Your objective — Looking through the listing that follows, count every line with the string "flag" and state the number alone.

◇ ◇ ◇ ◇ ◇

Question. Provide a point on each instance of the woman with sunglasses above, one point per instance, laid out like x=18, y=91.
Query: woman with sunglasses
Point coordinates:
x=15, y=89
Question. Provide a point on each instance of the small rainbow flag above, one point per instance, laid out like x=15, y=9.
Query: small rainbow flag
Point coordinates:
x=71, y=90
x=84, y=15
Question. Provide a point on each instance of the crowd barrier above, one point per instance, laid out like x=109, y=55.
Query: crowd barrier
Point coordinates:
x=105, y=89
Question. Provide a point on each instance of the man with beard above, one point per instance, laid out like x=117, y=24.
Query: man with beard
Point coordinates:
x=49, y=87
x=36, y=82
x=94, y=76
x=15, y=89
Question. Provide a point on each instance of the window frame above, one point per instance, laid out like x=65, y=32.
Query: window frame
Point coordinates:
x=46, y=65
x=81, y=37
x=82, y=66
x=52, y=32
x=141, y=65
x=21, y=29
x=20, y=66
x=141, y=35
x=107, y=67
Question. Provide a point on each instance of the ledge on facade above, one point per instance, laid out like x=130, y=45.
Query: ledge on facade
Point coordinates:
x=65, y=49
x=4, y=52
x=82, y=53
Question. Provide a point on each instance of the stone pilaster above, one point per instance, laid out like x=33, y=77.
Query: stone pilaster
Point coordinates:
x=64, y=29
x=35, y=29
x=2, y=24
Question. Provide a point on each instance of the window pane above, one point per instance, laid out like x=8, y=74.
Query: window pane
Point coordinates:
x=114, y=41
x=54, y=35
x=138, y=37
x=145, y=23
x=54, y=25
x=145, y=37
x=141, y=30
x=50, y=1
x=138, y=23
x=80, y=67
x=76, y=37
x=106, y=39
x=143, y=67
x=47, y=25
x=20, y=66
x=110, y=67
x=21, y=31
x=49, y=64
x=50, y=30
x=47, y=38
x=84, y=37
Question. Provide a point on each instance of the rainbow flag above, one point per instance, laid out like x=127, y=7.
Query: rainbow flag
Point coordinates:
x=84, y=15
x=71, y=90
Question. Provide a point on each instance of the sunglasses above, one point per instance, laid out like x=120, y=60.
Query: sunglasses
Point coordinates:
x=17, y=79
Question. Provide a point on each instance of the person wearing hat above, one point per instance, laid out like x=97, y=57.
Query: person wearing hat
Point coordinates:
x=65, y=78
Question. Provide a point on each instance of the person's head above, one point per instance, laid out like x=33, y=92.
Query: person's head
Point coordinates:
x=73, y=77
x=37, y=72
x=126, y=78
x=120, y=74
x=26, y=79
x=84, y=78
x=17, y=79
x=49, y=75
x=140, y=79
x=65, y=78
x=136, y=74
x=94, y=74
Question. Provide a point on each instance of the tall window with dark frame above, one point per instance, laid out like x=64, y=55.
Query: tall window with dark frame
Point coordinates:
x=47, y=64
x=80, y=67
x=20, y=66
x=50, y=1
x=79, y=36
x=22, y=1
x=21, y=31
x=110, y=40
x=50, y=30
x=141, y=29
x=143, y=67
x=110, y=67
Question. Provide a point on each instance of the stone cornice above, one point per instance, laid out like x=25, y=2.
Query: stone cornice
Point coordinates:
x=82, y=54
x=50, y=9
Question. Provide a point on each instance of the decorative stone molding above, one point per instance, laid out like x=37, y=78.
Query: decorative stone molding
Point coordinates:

◇ ◇ ◇ ◇ ◇

Result of the task — 4